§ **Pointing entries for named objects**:
===

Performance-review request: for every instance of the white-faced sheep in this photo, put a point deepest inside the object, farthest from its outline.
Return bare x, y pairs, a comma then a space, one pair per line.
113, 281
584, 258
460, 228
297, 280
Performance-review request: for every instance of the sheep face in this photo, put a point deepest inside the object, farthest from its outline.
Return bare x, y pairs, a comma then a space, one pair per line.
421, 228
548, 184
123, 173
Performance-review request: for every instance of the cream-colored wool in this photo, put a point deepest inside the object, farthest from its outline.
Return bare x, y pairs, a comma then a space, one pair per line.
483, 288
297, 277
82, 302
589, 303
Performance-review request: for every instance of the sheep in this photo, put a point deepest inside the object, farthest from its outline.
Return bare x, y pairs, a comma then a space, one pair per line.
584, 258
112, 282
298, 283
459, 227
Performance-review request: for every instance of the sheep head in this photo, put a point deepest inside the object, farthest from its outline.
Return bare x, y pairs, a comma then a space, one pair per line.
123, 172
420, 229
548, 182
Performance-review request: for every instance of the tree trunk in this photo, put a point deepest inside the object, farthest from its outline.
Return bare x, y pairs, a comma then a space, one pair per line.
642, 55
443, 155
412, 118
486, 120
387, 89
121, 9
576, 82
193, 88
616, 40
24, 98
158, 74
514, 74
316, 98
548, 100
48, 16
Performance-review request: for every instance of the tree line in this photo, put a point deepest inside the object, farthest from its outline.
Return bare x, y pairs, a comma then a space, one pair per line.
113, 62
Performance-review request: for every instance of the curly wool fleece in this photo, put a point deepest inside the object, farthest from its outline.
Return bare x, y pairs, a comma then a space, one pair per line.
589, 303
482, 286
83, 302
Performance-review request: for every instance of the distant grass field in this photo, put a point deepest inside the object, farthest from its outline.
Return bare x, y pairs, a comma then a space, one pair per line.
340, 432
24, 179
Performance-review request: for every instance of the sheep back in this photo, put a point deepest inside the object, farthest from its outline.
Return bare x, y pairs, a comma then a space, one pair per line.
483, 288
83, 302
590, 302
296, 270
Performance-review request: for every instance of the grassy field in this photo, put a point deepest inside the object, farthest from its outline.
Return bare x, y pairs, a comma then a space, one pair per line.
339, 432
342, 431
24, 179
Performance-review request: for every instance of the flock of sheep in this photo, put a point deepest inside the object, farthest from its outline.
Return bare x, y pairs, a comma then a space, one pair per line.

===

§ **Written request**: Write out all of the rows above again, line for line, with no changes.

§ **Complete response**:
Performance-review request: for every instance of the white-faced sheep in this photo, put a point deepest inside the object, farthest from its outline.
Return bare x, y pairs, a comma then a space, one pair per line.
113, 281
584, 258
460, 228
297, 280
Performance-review request: for every instance of the sheep face in this photo, put a point deepest inside the object, farthest from its outline.
Return bare x, y pairs, a comma then a space, one pair per line.
421, 228
548, 184
123, 173
Performance-review request: for every instance of the cream-colored wool in this photo, put a point deepest inside the object, farthest from its outline.
Return bare x, y pairs, a comma then a space, one pair per line.
483, 288
297, 277
82, 302
589, 303
Performance-review request: for every instance of the sheep in this photo, put a point deepest inside the object, farthest from its outline.
Return bare x, y pairs, a comma then a space, one pair per line.
584, 258
112, 282
298, 283
459, 227
Performance-review request: for every instance of the sheep head in this photo, put a point deepest inside the object, farthest from its outline.
Return bare x, y pairs, a comma then a space, one pair per line.
123, 172
420, 229
548, 182
Performance-review request: for every instance of the tree trunk in this photo, put a point deepest inside the object, farthest from its outline.
Return bare x, y pairs, a comma then a space, one pair per line.
642, 55
443, 155
412, 118
486, 120
387, 89
121, 9
576, 82
193, 88
616, 40
24, 98
158, 74
514, 74
316, 98
548, 100
48, 16
Performance-review request: for every instance of the tree line in this photo, put a point deepest inside the object, farthest from its outline.
Return bare x, y pairs, a comma then a space, one pair per line.
113, 62
Performance-review request: for every instance of the curly wool fleece in this photo, put a point deepest inside the object, farthest from its outline.
Return bare x, y pairs, a comma then a space, one pair per line.
589, 303
482, 286
83, 302
Performance-review request: for every instance of the distant grass field in this photo, put a point deepest inside the object, farthest from its outline.
Return bare x, y pairs, a comma then a space, one pair per line.
340, 432
24, 179
Performance-review request: for every instance of the sheep back in this photo, put a point deepest inside the object, farthest from its outline.
Return bare x, y pairs, a comma then a space, one pair per line.
483, 288
83, 302
590, 302
296, 270
Performance-review request: for every instance of the grassy field in this photo, put a point deepest inside the object, farthest from its outline.
Return bare x, y pairs, a comma then a space, one pair per line.
339, 432
342, 431
24, 179
Performance-review request: for every instance of the flock of sheep in this photo, put a point deepest inside the object, farthest from its outline.
Return bare x, y pairs, a comma then a space, one pair per line.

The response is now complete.